Gösterilen metin:

━━━━━━━━━━━━━━━━

Midili adasında bulunan büyükanneler, savaştan kaçan talihsiz
mültecilere ve çocuklara büyük özenle bakmakta ve onlara kucak açmakta.
Bu dayanışma eylemleri, adeta bir sembol hâline geldi.
Çipras hükümeti, bu güçlü sembolü kendi lehine kullanmak istiyor.
Vanessa Redgrave (ç.n.-geçtiğimiz günlerde Atina'da mültecileri ziyaret
eden İngiliz aktris) ile Mouzalas’ın kucaklaşması ve adalıların Nobel
barış ödülünü alması için başlatılan kampanya ile gasbetmeye çalışıyor.
Ama gerçekler nelerdir? Saklı gerçekler: Çipras ve bakanları, işçi
sınıfının sevgi dolu nineleri için çok farklı ve acıdır.
İlk olarak, emeklilik maaşlarına darbe. Hükümet, sigorta sisteminde
yapmak istedigi reform ile memorandum ekonomisine “yakışır” acımasız
düzenlemeleri parlamentodan geçirmek istiyor. Bunlar, sosyal güvenliği
yok eden, kapitalizmin hâlâ krizde olduğunu gösteren reformalardır.

━━━━━━━━━━━━━━━━

Sunulan veriler:

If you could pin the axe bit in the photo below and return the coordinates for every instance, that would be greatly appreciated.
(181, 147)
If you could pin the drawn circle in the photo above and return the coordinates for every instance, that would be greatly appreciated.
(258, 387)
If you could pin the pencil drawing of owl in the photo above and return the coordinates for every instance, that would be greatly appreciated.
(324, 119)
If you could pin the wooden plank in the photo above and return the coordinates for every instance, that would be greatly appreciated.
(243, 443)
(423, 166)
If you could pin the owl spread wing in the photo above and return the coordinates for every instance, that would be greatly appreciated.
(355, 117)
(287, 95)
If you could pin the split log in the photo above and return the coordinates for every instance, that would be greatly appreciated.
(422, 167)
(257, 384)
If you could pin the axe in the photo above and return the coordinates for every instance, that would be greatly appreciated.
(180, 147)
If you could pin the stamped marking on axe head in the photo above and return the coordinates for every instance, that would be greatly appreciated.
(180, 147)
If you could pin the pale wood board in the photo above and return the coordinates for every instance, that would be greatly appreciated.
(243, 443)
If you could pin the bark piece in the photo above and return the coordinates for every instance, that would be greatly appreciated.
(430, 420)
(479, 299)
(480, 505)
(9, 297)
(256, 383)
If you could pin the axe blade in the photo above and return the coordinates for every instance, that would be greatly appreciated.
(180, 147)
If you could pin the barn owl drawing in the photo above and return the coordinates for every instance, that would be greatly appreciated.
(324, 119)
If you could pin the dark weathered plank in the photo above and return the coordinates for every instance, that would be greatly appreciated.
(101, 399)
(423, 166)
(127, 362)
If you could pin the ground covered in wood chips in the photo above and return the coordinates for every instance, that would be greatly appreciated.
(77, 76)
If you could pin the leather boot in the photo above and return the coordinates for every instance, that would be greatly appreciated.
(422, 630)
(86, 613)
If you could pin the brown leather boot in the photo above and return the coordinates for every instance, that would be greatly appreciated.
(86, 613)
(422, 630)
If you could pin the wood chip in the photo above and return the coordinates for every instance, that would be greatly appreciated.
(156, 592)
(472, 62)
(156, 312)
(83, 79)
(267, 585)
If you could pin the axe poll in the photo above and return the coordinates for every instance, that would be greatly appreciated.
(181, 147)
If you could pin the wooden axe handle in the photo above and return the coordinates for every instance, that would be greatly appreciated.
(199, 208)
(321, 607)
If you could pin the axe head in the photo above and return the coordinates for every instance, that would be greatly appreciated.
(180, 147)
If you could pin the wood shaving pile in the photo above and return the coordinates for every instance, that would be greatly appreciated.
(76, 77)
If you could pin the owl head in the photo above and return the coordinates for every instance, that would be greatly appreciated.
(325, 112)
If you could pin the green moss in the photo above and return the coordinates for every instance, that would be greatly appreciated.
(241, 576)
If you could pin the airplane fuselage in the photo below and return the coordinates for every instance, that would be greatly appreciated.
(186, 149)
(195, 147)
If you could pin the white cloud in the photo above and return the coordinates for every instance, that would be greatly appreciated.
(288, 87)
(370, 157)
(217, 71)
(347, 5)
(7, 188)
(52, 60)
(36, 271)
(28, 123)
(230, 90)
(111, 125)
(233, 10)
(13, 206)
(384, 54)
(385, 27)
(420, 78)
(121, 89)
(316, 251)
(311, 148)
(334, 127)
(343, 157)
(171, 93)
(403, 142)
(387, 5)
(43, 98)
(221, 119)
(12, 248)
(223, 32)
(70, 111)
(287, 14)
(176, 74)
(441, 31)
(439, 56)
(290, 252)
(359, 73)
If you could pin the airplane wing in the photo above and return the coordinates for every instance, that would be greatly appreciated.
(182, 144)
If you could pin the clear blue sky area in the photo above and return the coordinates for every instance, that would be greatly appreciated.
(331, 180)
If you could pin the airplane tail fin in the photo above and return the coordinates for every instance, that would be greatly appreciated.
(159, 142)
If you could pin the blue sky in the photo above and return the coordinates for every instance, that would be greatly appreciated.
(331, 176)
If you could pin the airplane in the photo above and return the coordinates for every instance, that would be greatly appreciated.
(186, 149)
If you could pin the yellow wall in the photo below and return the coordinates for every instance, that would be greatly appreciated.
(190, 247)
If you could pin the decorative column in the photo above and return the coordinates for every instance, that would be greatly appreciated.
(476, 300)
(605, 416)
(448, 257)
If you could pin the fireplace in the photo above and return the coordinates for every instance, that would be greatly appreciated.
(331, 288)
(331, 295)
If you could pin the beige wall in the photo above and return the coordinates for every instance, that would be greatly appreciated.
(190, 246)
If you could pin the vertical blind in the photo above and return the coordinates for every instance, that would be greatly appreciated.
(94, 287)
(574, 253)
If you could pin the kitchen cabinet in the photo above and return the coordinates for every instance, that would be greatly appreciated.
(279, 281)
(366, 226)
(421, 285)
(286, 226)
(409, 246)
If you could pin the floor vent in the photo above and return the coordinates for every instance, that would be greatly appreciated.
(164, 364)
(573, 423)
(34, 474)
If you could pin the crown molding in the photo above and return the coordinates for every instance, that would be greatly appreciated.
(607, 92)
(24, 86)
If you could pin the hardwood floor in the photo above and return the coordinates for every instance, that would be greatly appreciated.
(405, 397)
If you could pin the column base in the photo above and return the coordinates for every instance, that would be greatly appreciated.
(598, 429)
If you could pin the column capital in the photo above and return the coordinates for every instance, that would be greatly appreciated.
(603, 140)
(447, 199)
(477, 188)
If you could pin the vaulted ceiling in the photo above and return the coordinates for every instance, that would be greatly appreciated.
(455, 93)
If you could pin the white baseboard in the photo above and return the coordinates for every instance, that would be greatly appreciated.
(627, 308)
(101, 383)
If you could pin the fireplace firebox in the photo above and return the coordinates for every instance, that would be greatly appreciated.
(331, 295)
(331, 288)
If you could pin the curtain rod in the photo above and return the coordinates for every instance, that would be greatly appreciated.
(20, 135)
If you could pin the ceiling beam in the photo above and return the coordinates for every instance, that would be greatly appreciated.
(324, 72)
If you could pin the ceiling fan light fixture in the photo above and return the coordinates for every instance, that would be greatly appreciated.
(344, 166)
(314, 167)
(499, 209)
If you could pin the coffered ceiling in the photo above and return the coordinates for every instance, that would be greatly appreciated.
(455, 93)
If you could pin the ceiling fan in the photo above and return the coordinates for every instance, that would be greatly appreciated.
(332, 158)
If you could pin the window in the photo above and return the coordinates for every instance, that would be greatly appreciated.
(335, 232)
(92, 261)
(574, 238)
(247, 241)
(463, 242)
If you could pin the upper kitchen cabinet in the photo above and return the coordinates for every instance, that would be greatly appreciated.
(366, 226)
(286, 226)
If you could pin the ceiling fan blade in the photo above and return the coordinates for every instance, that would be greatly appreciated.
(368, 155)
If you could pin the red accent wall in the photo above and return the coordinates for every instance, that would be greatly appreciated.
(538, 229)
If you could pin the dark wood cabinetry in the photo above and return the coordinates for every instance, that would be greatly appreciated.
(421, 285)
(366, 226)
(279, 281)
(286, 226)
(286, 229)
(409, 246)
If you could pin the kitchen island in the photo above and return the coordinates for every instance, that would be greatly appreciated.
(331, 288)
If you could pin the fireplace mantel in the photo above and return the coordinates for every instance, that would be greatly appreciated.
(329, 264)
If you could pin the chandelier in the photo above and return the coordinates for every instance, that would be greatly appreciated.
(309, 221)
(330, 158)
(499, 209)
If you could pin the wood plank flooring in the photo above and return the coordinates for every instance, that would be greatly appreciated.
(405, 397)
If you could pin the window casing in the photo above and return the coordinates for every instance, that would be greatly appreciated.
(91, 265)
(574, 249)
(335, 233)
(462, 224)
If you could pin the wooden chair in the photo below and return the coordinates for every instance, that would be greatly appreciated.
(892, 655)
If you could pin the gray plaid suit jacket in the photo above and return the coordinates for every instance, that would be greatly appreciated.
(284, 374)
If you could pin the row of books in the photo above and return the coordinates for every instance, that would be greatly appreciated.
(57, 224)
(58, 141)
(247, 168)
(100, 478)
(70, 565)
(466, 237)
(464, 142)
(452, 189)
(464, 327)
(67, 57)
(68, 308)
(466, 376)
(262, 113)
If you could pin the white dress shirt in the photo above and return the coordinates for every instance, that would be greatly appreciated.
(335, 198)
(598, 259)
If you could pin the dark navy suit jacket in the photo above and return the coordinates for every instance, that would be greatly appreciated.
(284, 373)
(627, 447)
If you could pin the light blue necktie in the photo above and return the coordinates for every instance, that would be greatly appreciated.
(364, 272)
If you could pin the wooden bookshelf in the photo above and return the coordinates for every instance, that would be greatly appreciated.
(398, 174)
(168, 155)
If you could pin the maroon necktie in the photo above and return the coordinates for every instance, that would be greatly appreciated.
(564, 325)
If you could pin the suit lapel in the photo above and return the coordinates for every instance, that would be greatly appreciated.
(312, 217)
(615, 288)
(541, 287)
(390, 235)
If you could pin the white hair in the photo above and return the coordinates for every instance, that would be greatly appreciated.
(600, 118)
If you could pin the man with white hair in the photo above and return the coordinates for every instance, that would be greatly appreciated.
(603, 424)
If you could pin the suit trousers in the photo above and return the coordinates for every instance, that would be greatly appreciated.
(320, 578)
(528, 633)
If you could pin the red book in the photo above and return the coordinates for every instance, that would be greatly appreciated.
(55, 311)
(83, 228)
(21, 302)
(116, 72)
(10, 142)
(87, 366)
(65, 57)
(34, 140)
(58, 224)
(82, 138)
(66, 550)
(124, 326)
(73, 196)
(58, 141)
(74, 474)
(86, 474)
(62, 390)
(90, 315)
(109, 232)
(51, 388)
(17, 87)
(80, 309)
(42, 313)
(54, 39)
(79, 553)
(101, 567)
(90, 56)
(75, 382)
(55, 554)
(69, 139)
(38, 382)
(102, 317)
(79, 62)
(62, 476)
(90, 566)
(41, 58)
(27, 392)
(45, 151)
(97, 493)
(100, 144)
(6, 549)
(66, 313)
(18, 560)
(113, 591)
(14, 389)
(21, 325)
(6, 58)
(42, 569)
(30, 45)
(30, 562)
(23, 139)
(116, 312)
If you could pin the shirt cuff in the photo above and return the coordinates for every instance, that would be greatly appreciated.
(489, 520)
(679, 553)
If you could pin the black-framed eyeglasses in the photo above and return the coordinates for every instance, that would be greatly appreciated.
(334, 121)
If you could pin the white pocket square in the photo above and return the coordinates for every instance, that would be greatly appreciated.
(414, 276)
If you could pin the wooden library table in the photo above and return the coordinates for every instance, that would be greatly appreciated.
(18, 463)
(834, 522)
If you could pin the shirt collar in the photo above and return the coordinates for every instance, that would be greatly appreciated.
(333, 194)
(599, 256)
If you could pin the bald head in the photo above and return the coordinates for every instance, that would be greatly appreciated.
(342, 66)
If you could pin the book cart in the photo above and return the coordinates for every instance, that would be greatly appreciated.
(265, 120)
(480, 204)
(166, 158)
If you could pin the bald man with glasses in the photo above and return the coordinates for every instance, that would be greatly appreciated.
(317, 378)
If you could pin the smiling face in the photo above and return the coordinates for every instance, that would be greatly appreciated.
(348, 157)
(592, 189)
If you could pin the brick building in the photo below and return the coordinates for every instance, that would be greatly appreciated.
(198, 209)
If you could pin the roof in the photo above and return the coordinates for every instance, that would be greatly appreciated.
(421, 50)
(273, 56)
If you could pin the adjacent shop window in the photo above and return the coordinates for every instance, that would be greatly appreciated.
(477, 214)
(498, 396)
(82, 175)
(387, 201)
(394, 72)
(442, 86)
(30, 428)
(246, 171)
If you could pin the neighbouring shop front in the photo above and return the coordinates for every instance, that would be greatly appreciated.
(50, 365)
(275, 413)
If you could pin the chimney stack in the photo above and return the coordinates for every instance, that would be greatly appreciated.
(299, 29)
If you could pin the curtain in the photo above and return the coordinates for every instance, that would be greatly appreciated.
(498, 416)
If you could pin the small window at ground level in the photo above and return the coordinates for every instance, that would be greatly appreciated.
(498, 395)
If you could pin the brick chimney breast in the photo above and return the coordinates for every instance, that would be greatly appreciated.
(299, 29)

━━━━━━━━━━━━━━━━

Yapılacak görevler:
a. Metinde "Ama gerçekler nelerdir?" ile başlayıp "olduğunu gösteren reformalardır." ile biten kısmın tamamını hiçbir değişiklik yapmadan yazıya geçirin.
b. Metne göre Midili adasındaki büyükanneler kimlere özenle bakıyor?
Verilerin bu çalışmayla hiçbir ilgisi yoktur.

Beklenen sonuçlar:
a.
Ama gerçekler nelerdir? Saklı gerçekler: Çipras ve bakanları, işçi
sınıfının sevgi dolu nineleri için çok farklı ve acıdır.
İlk olarak, emeklilik maaşlarına darbe. Hükümet, sigorta sisteminde
yapmak istedigi reform ile memorandum ekonomisine “yakışır” acımasız
düzenlemeleri parlamentodan geçirmek istiyor. Bunlar, sosyal güvenliği
yok eden, kapitalizmin hâlâ krizde olduğunu gösteren reformalardır.

b. Savaştan kaçan mültecilere ve çocuklara.